- Exercise goal: Please rewrite the lines of the listing below as a JSON list of strings, one string per line and no blank lines, starting at the line containing "of the tire" and ending at the line containing "[(505, 227), (530, 230)]", both included.

- Given entries:

====

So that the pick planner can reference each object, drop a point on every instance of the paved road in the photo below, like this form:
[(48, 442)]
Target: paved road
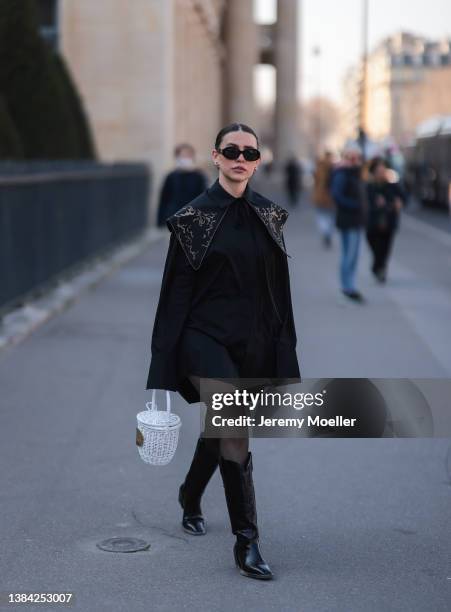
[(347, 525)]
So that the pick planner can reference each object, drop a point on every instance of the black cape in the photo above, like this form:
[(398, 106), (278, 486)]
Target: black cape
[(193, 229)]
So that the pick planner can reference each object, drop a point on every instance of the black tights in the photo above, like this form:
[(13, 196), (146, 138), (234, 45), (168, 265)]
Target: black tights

====

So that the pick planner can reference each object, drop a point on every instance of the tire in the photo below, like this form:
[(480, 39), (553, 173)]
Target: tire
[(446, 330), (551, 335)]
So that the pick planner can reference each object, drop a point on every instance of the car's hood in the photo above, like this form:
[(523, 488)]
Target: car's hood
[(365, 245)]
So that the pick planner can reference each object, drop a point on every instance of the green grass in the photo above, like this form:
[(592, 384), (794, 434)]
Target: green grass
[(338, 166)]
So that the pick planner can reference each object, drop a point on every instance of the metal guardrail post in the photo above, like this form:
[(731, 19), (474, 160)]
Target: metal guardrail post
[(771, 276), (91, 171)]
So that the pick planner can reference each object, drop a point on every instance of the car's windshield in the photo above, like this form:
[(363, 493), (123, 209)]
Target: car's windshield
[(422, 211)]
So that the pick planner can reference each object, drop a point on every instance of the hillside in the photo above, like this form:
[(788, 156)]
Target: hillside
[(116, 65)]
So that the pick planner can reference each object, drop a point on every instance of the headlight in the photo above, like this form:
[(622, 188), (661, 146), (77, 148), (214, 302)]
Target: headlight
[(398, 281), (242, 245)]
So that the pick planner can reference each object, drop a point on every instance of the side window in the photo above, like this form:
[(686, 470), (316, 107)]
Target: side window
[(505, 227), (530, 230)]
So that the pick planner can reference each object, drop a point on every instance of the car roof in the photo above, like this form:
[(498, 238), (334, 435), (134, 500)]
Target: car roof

====

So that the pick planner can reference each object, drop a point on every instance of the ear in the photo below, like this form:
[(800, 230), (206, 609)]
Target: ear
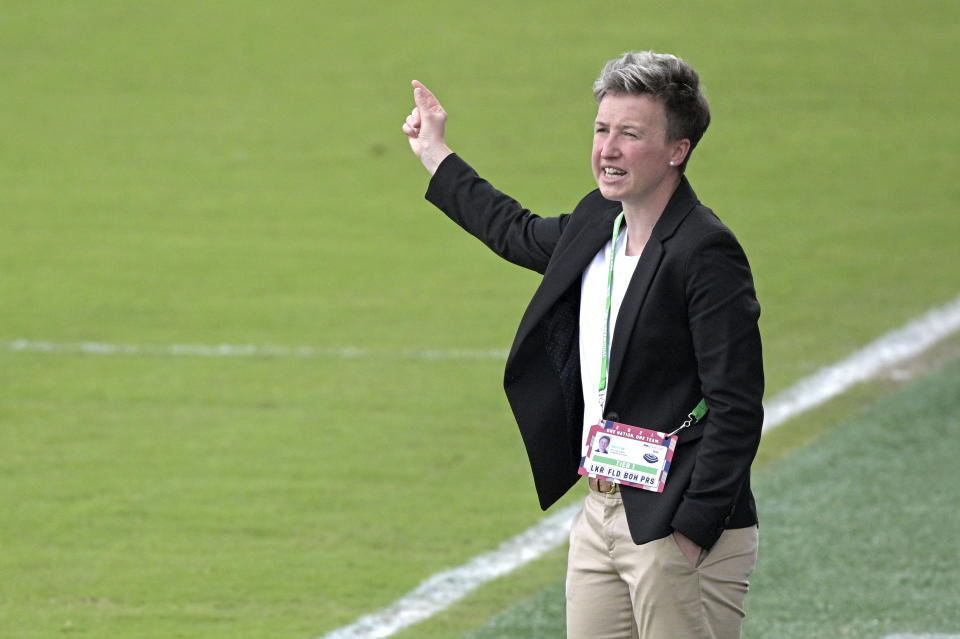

====

- Completed exercise:
[
  "So that the pick planner can reference each object, drop a point on every instance of the tire in the photo below, like this form:",
  "[(480, 39), (553, 173)]",
  "Target: tire",
  "[(446, 330), (551, 335)]",
  "So that the pick planner can reference each object, drop a point on every instance of the car's hood in the photo above, like this form:",
  "[(523, 488)]",
  "Target: car's hood",
  "[(365, 245)]",
  "So that the pick planner can reference each object, drop a point on every instance of the green grass in the photo above, like this form:",
  "[(592, 384), (794, 434)]",
  "Target: green grass",
  "[(338, 166)]",
  "So that the pick planner can reference each object, drop a point on every instance of the metal guardrail post in the photo above, like this form:",
  "[(731, 19), (474, 160)]",
  "Target: metal guardrail post",
  "[(771, 276), (91, 171)]",
  "So that the pick planner can reference each object, drop a point on every instance of the car's windshield in the photo above, like this form:",
  "[(363, 493), (123, 209)]",
  "Target: car's windshield",
  "[(422, 211)]",
  "So that the pick planner can reference each object, drop a point on every instance of the hillside in the photo above, like this form:",
  "[(788, 156)]",
  "Target: hillside",
  "[(116, 65)]",
  "So that the pick planner can reference each object, drop a point on every instance of the headlight in the photo above, like this form:",
  "[(622, 188), (661, 146), (77, 148), (214, 302)]",
  "Target: headlight",
  "[(398, 281), (242, 245)]",
  "So that the pick planner can reference each object, drop a point on every instance of the side window in the photo above, like this form:",
  "[(686, 470), (316, 107)]",
  "Target: side window",
  "[(505, 227), (530, 230)]"
]